* Items from a dataset:
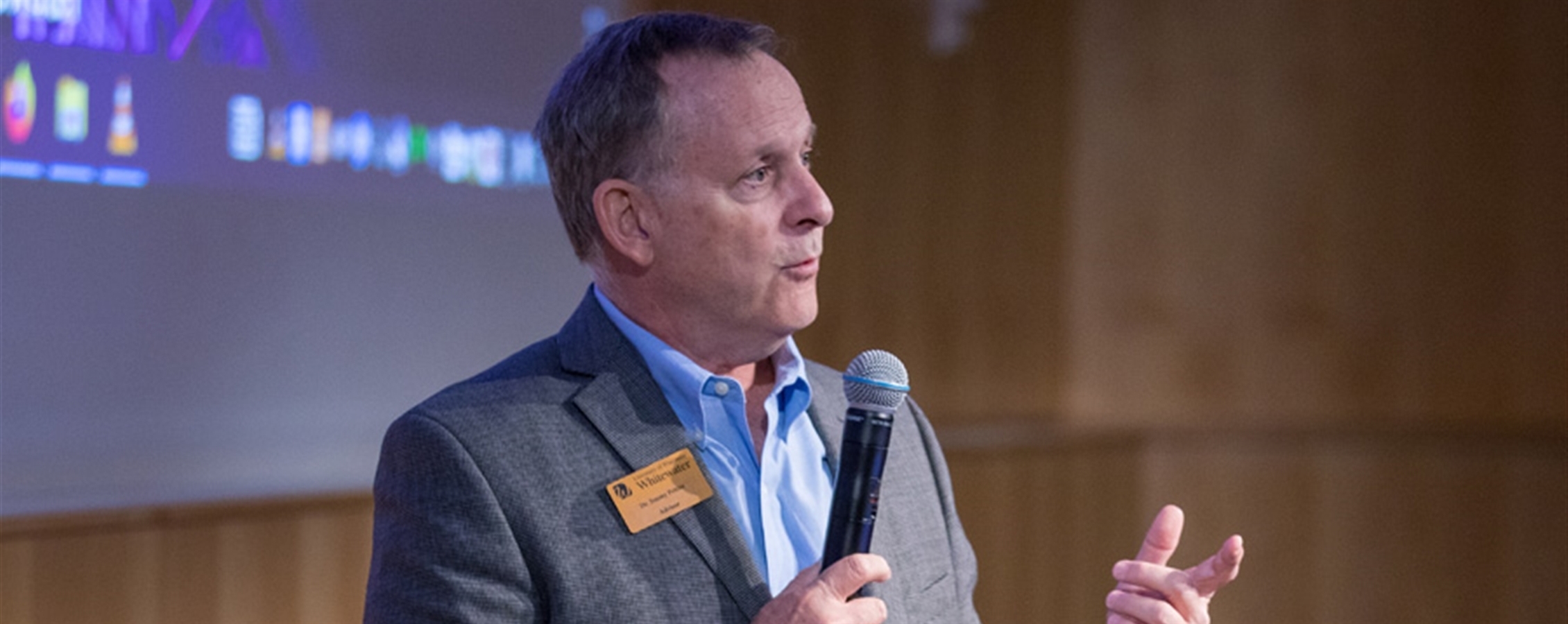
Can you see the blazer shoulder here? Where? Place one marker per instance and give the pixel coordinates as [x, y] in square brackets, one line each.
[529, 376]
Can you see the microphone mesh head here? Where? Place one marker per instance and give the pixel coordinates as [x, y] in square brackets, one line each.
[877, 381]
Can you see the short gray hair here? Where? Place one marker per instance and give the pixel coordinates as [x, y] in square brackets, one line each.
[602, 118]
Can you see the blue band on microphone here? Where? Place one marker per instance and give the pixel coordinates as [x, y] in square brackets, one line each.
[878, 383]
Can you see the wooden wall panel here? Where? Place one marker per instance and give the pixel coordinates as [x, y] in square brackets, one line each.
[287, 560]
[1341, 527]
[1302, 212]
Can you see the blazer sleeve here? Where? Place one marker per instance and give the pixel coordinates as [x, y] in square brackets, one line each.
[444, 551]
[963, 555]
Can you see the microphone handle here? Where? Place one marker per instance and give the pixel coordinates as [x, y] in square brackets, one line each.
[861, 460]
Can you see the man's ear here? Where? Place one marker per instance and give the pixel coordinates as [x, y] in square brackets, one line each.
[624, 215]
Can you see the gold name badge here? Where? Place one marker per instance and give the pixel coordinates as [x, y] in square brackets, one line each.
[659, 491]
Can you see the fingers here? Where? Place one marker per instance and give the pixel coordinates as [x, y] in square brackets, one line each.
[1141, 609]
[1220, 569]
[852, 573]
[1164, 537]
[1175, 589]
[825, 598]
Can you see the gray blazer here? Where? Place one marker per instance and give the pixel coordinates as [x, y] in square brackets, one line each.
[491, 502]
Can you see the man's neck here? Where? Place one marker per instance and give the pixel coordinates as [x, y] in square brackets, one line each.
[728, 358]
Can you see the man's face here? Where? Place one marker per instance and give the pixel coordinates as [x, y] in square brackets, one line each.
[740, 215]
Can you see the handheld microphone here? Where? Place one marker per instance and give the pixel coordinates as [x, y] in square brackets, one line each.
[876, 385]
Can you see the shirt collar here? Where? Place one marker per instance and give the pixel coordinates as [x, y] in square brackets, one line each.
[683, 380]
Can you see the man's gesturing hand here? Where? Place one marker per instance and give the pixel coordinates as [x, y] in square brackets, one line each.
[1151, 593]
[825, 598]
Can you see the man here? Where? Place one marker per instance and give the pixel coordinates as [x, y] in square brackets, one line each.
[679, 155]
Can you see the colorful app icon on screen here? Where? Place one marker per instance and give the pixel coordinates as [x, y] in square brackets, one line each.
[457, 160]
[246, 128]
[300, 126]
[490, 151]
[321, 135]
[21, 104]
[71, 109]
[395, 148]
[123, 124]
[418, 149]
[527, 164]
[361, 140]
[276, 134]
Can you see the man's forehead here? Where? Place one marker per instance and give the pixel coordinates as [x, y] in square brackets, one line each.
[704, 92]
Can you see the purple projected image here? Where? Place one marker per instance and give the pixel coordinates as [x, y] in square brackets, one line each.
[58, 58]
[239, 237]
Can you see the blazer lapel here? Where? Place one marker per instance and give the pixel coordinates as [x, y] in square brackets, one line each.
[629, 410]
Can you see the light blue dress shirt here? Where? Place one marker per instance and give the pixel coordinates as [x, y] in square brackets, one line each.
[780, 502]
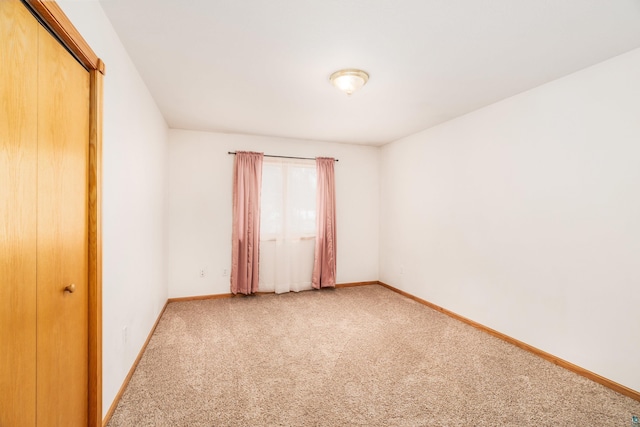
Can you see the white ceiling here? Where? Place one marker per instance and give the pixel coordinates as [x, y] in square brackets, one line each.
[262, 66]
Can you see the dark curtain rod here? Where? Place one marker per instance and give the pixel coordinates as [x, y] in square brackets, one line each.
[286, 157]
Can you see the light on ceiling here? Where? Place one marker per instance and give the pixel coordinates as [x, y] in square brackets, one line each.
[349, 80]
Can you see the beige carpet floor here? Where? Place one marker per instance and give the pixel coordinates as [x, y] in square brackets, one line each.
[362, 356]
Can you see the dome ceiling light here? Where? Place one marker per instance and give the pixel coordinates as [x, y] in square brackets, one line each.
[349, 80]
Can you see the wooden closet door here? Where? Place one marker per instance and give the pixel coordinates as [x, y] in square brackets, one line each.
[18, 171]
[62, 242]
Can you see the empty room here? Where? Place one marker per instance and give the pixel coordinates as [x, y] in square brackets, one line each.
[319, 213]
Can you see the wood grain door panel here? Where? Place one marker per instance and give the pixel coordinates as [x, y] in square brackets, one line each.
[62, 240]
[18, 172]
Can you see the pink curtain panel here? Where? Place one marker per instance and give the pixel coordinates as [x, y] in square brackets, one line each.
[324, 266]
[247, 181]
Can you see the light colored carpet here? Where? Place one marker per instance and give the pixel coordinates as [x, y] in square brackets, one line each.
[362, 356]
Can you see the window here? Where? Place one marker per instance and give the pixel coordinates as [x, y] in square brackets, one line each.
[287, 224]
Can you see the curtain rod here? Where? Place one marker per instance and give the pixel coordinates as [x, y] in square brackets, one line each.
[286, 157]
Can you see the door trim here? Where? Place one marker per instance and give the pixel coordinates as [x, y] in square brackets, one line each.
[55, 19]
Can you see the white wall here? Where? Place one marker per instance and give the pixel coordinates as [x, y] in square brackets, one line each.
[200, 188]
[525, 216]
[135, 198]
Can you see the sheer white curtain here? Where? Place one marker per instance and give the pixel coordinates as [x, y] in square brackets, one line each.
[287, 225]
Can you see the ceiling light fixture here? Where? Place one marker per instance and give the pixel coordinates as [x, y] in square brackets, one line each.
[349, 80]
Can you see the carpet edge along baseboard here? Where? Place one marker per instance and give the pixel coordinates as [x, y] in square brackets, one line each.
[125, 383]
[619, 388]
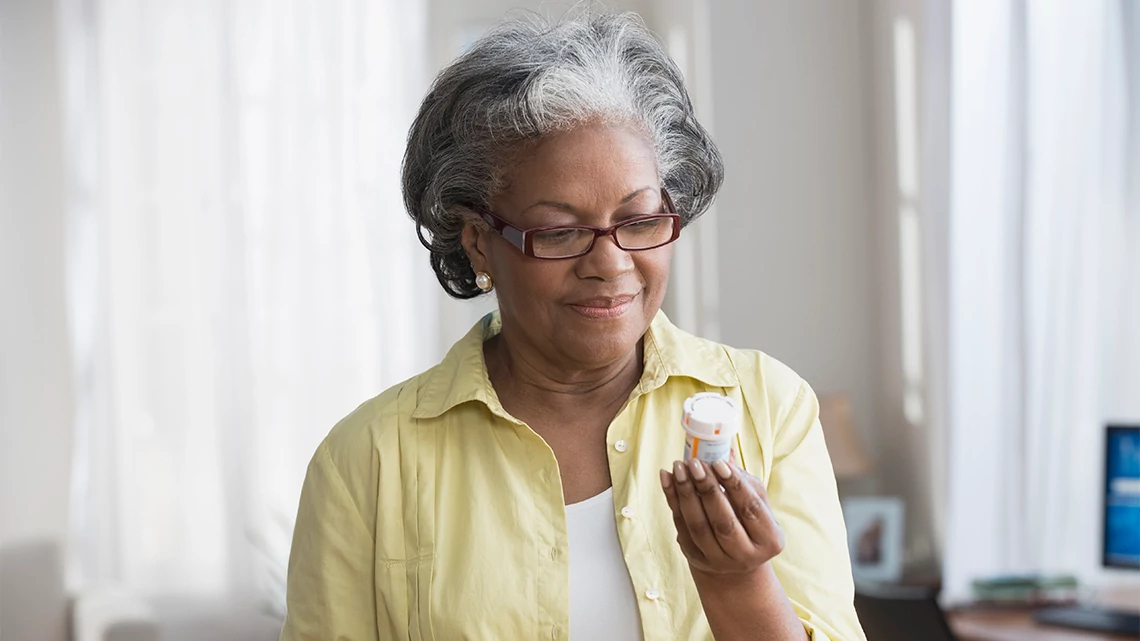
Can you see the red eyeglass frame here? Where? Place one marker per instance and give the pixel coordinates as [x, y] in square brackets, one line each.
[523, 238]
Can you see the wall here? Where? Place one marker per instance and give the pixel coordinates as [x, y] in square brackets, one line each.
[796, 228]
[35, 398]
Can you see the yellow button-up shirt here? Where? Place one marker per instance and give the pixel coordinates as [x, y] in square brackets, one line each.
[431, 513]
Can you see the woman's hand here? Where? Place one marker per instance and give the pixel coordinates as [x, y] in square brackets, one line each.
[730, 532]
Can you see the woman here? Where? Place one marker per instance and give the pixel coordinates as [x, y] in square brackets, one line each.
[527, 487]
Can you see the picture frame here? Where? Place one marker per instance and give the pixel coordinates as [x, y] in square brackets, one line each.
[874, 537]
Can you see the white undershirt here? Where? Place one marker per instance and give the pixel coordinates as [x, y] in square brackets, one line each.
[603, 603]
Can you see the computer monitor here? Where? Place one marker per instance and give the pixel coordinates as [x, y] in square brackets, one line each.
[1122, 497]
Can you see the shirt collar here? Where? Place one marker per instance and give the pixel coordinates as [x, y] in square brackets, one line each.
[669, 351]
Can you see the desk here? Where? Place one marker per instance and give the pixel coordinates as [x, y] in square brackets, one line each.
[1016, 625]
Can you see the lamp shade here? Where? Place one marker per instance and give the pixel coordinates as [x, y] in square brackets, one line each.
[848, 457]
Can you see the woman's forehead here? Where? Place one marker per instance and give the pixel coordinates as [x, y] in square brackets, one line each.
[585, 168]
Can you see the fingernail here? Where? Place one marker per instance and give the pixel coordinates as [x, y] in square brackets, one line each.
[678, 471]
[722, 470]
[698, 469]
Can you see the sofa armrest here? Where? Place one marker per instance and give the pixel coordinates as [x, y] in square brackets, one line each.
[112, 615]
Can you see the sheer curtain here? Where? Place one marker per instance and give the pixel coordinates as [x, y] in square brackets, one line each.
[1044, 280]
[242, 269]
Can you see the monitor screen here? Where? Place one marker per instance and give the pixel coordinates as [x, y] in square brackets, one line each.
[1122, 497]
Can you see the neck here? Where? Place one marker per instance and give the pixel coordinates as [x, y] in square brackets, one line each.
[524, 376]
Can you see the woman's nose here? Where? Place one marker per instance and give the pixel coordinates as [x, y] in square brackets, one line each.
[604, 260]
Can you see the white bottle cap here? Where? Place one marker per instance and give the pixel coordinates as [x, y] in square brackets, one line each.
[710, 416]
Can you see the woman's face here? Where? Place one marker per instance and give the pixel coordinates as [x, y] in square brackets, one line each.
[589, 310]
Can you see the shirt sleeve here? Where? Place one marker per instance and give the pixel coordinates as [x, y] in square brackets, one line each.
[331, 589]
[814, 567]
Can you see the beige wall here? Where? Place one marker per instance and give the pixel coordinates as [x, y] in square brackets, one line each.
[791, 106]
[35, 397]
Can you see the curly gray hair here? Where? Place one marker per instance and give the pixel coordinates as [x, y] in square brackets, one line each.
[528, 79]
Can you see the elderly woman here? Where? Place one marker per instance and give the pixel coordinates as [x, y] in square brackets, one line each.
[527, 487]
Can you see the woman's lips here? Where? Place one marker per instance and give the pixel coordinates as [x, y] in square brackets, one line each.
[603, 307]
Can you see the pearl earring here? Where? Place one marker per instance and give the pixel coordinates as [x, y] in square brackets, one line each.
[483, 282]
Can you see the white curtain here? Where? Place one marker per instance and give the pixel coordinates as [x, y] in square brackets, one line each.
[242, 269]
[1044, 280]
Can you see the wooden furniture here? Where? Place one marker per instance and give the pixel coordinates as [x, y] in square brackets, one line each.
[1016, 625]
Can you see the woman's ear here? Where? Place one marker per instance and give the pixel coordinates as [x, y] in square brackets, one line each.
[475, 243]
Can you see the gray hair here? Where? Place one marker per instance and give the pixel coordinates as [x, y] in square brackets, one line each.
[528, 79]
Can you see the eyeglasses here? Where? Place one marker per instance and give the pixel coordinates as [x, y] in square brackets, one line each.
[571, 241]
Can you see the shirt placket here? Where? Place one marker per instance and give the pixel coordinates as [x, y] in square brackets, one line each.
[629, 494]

* DIRECTIONS:
Give back exactly the lines beginning at the one with "Can you see the woman's ear" and ending at the final line of the material; both boundary lines belong in it.

* WORKED SOLUTION:
Can you see the woman's ear here? Where? Place one marker per instance and give the pixel coordinates as [x, y] in square brackets, one line each.
[475, 243]
Can you see the gray hair here? Where? Place one marker per instance and give the pixel coordinates as [x, y] in square brackets, one line each.
[528, 79]
Can you see the eyeglasses here? Where? Place one marker per instance and give the pixel coordinates as [x, y] in square brackets, one line each.
[571, 241]
Can you see the shirt placket here? Where? Place one marker per instance and give the pixel coordinates as [x, y] in square brackets, one line each.
[629, 494]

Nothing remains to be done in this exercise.